=== Texte de la page ===

Parce que, malgré la « libération » de ma religiosité d’une lecture littérale et dogmatique de la Bible et après qu’elle ait passé des rites sacramentels à la conception sacramentelle de la Vie tout court et du seul exercice de faire silence en moi, je me sens toujours habité par une sorte d’appel intérieur, une attitude de quête, de recherche ou d’attente active, pour laquelle aucune notion ne me semble plus adéquate que celle de prière pour la désigner en un mot. Cette tension intérieure pourrait consister aussi tout simplement en la mémoire de ce que je ressentais autrefois au moment de la prière, même après avoir cessé de prononcer les mots devenus de plus en plus indicibles pour moi.

===

▸ Exercice proposé 1: Relevez chacune des lignes où figure la chaîne « cross » et recopiez-les telles quelles.
▸ Exercice proposé 2: Rédigez la suite du texte sur la prière, en commençant juste après sa dernière phrase.
Le texte et les lignes n'ont aucun lien entre eux.

=== Lignes présentées ===

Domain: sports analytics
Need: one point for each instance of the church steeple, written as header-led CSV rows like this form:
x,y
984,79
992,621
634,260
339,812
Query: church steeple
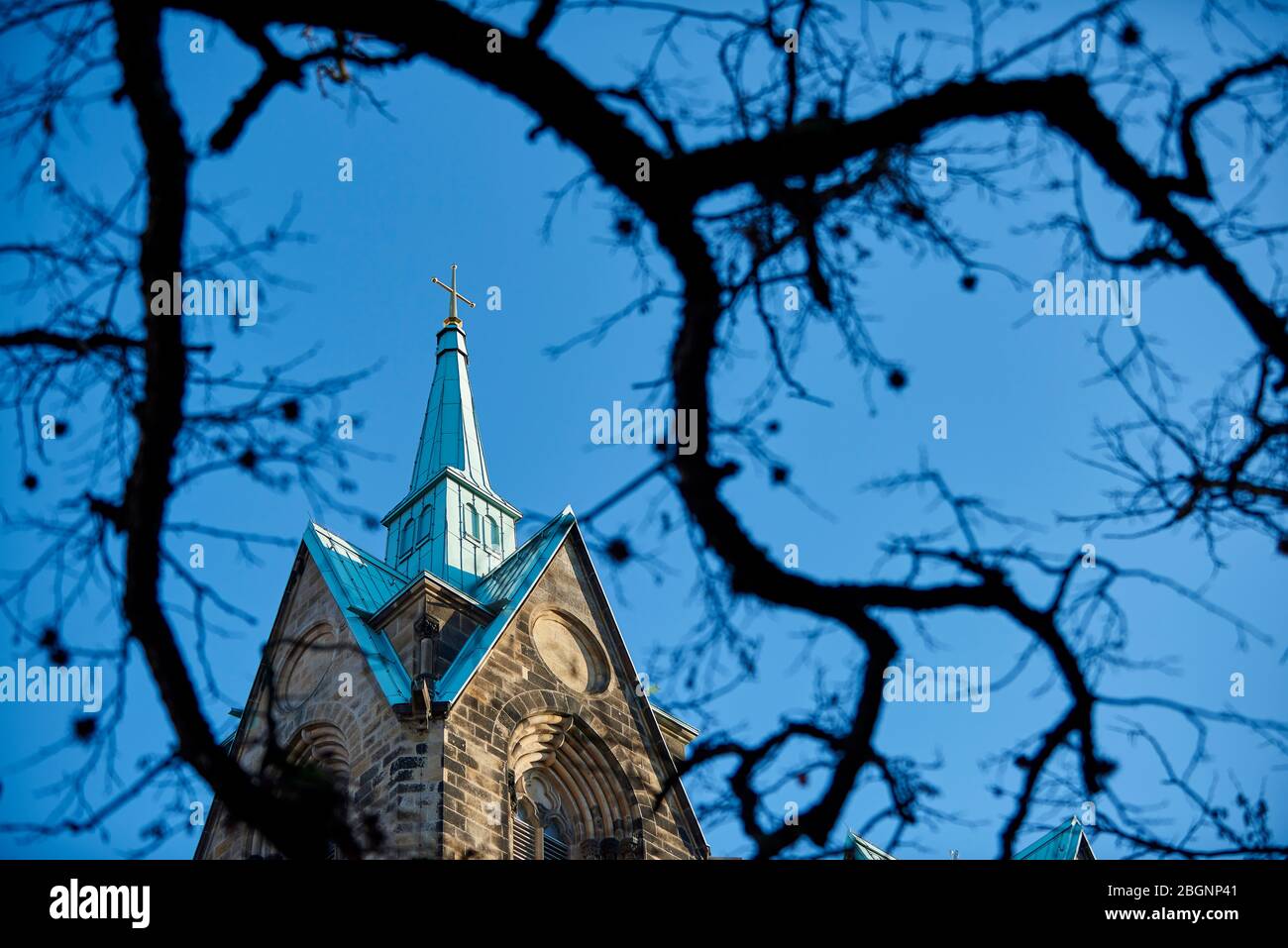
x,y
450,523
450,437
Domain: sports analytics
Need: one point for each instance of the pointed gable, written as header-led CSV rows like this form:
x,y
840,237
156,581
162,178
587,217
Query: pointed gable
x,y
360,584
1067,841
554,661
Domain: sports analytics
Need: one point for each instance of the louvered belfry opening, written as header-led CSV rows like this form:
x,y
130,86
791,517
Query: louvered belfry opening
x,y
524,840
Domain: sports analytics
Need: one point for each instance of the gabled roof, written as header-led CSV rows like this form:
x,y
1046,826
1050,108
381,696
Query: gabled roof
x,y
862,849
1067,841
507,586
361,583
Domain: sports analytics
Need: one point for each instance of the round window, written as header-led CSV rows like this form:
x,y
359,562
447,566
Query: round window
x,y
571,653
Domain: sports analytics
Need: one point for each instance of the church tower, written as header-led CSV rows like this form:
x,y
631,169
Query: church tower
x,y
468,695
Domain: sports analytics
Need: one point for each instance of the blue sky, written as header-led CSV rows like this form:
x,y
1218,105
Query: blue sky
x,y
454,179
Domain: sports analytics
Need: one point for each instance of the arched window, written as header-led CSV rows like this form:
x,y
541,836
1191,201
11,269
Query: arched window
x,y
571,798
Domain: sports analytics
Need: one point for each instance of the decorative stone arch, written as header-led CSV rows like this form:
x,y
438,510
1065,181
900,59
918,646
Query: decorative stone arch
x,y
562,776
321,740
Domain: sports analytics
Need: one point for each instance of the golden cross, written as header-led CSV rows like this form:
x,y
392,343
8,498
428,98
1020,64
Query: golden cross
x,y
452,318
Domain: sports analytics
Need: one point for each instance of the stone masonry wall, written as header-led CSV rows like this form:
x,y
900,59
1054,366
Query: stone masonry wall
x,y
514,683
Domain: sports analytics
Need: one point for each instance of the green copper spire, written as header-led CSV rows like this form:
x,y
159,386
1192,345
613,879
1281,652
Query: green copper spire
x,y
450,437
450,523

===

▸ Réponse rédigée 1:
Need: one point for each instance of the golden cross, written as header-led CSV rows like this form:
Query: golden cross

▸ Réponse rédigée 2:
Mais de quoi s’agit-il véritablement, sensiblement? Douglas Steere (1901-1995, grand Quaker du 20e s., pionnier de l’œcuménisme, que j’eus l’occasion enrichissante de rencontrer à Genève entre 1966-68, à l’époque où je suis devenu membre de la Sté des Amis avec mon épouse) reprend dans son Essai intitulé « Prayer and Worship » (1938), dont il existe une traduction en allemand intitulée « Gebet und Andacht », une expression qu’il cite sans référence parce qu’appartenant déjà au domaine commun, qualifiant la prière d’ « aspiration originaire de l’âme » (Trad. de l’allemand « unverfälschtes Wollen der Seele »).
Voilà une expression qui me semble très justement qualifier mon état d’âme, autant quand je priais autrefois à la manière traditionnelle qu’aujourd’hui quand je fais silence en moi. Cette compréhension de l’acte de prier me permet aussi de croire en la vertu active de la prière en sous-entendant toujours que c’est la Vie Absolue qui se manifeste en cette « aspiration originaire » de mon âme. Khalil Gibran parle dans « Le Prophète » de « l’appel de la Vie à la vie » pour désigner la source de toute incarnation.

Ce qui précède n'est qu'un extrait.